What the task asks: Please retype the entries below without any changes, everything from the line containing "Could you point to the road" down to the line containing "(1144, 693)", including both of those lines.

Entries from a point labeling set
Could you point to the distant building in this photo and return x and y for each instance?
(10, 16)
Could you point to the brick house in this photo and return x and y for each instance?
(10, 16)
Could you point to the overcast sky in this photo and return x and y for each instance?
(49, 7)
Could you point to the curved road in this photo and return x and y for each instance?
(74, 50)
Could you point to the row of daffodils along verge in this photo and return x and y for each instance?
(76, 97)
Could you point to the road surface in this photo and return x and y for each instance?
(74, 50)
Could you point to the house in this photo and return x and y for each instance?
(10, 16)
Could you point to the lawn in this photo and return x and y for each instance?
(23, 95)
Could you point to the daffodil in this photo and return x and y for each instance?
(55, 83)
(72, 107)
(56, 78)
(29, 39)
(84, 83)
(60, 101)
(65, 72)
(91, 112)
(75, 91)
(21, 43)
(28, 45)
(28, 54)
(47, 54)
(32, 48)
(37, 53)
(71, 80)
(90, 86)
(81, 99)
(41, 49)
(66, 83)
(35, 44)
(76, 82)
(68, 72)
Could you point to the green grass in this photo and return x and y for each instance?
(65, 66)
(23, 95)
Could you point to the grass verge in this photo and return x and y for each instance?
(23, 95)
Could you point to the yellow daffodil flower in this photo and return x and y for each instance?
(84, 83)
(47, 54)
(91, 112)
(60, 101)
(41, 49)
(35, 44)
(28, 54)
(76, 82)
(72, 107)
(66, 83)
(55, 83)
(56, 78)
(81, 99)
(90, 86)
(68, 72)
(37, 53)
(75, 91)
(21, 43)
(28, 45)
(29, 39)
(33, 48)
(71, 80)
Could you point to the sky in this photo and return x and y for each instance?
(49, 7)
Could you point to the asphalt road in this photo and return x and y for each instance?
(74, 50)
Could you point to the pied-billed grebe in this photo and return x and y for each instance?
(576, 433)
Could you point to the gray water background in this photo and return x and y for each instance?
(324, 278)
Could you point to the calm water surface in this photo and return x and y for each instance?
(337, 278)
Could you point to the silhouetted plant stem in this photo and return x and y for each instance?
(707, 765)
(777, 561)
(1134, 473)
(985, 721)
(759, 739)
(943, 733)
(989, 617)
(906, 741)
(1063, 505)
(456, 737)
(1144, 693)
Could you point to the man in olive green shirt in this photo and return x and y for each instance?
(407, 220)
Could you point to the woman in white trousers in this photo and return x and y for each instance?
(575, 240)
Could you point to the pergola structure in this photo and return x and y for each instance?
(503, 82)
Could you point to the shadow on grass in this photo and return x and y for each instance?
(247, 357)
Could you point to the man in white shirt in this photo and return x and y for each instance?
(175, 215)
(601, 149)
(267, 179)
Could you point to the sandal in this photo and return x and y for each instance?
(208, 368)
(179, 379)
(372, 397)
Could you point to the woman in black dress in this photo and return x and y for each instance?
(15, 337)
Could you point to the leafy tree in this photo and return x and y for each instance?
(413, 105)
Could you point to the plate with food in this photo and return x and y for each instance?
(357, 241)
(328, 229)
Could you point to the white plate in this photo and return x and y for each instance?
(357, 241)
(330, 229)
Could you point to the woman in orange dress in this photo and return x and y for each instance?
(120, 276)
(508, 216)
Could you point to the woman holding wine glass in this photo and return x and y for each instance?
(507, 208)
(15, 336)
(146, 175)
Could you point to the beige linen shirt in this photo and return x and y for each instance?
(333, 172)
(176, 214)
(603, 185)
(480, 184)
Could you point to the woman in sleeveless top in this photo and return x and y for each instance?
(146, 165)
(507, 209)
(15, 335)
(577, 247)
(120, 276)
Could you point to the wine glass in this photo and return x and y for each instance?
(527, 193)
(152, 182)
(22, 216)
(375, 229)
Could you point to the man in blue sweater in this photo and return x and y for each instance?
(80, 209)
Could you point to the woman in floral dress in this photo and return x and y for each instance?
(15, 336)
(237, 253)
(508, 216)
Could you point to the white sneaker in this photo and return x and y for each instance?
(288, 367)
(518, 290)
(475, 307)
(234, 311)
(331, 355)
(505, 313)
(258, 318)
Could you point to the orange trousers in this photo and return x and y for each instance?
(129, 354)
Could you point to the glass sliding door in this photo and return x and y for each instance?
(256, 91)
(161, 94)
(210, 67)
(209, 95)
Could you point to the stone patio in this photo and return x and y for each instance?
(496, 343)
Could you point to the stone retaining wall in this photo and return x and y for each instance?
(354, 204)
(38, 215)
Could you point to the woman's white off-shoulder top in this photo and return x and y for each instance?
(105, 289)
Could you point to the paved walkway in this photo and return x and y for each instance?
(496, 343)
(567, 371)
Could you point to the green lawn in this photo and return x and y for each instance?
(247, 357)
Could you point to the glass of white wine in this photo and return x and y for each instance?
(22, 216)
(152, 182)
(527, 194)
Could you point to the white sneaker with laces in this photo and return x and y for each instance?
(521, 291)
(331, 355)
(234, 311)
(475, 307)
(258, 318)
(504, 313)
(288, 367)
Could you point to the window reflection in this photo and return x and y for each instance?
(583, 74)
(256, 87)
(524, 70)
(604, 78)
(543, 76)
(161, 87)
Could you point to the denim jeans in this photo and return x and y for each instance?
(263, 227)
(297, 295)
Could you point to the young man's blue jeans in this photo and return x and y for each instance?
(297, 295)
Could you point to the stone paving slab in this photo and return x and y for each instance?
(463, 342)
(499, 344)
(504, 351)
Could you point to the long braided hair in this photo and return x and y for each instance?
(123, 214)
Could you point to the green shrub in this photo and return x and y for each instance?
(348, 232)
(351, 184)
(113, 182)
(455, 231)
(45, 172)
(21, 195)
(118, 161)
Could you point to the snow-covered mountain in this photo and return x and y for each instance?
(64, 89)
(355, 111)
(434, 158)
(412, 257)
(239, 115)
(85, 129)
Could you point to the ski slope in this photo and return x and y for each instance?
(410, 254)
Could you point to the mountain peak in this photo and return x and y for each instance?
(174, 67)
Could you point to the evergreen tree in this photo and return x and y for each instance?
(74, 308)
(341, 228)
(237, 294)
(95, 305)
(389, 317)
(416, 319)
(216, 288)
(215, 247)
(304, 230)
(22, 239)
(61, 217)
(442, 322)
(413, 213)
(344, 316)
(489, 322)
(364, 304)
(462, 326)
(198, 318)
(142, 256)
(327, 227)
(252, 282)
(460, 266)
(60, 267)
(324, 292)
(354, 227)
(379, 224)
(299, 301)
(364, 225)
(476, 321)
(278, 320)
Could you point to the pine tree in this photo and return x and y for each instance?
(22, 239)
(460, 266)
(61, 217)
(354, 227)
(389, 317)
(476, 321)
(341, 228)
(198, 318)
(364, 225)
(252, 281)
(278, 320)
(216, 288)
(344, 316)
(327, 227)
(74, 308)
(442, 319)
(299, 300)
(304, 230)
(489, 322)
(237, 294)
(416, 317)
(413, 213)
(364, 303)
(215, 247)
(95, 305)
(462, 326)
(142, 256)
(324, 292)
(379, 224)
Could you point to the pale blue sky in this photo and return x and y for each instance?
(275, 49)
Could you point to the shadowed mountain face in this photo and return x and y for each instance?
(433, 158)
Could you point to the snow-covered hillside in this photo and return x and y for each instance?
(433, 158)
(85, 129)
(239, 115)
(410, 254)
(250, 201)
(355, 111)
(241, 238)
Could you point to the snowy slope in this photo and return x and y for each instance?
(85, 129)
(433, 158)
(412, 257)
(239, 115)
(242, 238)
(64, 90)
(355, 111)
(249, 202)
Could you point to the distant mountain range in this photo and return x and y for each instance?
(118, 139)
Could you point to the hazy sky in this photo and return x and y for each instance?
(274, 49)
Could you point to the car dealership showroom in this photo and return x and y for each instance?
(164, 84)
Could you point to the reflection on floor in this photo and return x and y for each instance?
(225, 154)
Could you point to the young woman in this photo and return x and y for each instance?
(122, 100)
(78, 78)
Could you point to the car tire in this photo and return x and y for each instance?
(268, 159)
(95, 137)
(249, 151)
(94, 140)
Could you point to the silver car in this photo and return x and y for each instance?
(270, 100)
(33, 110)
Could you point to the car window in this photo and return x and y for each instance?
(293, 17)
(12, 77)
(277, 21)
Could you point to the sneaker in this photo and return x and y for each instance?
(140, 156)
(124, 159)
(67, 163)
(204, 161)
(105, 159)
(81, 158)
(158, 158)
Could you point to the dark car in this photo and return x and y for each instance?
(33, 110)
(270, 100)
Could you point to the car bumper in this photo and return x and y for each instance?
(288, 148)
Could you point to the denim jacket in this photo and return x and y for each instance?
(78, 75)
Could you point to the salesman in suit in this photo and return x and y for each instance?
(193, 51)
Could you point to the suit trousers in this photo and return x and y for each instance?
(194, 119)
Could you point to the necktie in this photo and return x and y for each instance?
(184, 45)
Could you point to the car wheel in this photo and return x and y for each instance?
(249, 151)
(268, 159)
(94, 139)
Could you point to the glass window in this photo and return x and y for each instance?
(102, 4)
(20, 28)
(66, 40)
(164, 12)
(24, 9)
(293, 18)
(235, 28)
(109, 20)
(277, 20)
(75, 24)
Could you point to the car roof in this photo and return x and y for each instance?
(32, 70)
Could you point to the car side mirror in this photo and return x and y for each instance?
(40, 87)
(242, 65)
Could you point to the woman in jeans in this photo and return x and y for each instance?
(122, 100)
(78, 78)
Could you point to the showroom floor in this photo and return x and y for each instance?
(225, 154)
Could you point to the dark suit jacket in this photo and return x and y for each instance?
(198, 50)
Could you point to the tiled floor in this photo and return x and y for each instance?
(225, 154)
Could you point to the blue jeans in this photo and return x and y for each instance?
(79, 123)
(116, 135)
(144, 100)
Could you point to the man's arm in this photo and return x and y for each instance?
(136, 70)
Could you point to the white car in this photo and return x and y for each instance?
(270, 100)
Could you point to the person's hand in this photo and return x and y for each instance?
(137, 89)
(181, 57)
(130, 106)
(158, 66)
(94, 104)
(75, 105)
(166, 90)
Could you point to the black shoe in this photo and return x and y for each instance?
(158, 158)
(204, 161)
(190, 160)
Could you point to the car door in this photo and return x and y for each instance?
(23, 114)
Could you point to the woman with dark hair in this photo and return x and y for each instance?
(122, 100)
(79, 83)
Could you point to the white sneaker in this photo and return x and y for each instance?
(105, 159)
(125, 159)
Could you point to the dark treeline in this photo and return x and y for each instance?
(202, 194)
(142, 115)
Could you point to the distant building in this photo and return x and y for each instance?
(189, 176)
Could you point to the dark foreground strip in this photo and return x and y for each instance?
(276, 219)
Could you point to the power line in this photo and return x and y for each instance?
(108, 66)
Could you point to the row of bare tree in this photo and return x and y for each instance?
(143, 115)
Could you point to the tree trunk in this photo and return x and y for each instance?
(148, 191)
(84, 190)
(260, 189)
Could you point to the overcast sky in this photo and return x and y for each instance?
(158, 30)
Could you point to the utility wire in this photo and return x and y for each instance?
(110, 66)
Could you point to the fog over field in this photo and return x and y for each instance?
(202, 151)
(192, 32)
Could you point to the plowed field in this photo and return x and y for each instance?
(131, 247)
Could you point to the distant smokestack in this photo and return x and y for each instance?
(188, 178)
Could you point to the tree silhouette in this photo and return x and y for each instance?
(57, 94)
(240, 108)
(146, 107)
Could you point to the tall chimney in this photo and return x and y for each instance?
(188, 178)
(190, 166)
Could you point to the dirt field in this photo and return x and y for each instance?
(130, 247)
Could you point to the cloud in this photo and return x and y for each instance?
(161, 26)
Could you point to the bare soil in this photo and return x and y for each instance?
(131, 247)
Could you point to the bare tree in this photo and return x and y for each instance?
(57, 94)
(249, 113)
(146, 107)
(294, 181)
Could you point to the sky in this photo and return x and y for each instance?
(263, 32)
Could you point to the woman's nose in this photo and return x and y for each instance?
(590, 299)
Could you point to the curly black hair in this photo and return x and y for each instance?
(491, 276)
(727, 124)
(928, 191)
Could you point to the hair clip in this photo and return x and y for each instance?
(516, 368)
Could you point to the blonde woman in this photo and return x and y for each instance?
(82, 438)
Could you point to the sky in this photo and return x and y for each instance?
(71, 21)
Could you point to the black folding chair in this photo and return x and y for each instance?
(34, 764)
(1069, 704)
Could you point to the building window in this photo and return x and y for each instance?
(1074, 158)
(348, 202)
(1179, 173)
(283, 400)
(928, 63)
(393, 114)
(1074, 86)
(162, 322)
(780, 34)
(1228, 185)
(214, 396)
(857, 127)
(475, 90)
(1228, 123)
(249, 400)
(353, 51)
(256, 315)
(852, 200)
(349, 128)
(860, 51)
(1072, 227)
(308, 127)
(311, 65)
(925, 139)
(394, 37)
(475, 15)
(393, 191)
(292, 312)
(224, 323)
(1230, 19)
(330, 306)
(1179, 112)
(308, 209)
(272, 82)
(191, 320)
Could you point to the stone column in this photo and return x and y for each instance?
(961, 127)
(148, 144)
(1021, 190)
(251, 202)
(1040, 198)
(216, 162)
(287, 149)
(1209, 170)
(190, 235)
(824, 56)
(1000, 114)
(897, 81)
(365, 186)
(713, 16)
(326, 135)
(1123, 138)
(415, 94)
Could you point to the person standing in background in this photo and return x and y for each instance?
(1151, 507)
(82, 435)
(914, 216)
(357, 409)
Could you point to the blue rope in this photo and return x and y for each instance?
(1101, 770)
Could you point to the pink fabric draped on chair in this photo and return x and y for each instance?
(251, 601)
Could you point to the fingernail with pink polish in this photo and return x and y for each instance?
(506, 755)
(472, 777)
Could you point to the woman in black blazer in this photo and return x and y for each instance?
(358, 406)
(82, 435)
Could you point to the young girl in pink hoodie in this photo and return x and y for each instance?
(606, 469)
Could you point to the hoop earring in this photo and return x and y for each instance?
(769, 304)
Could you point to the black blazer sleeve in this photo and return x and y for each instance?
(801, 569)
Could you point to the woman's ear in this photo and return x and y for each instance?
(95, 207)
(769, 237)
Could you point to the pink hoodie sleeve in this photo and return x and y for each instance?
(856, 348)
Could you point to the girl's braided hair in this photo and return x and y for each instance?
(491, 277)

Written solution:
Could you point to the road surface in this photo and return x and y for each instance?
(74, 50)
Could you point to the house in this photo and return x and y for each instance?
(10, 16)
Could you point to the lawn in this photo and return x and y for each instance?
(23, 95)
Could you point to the daffodil in this photo and return x and y for each instance?
(55, 83)
(72, 107)
(56, 78)
(29, 39)
(84, 83)
(60, 101)
(65, 72)
(91, 112)
(75, 91)
(21, 43)
(28, 45)
(28, 54)
(47, 54)
(32, 48)
(37, 53)
(71, 80)
(90, 86)
(81, 99)
(41, 49)
(66, 83)
(35, 44)
(76, 82)
(68, 72)
Could you point to the green grass in this photo and return x and y for each instance?
(65, 66)
(23, 95)
Could you point to the grass verge in this photo and return x and y for each instance?
(23, 95)
Could you point to the yellow daffodil flower in this photo and return x and y for each instance?
(84, 83)
(47, 54)
(91, 112)
(60, 101)
(41, 49)
(35, 44)
(28, 54)
(76, 82)
(72, 107)
(66, 83)
(55, 83)
(56, 78)
(81, 99)
(90, 86)
(68, 72)
(37, 53)
(75, 91)
(21, 43)
(28, 45)
(29, 39)
(33, 48)
(71, 80)
Could you point to the sky in this photo and return x and y for each instance?
(49, 7)
Could you point to the asphalt road in this photo and return x and y for each instance?
(74, 50)
Could you point to the pied-billed grebe in this photo and return x and y for each instance?
(576, 433)
Could you point to the gray water background in this photo and return x and y for each instance?
(324, 278)
Could you point to the calm water surface in this photo and return x and y for each instance?
(337, 278)
Could you point to the silhouetted plant stem in this photo and return x and y for each instance?
(707, 765)
(777, 561)
(1134, 473)
(985, 721)
(759, 739)
(943, 733)
(989, 617)
(906, 741)
(1063, 505)
(456, 737)
(1144, 693)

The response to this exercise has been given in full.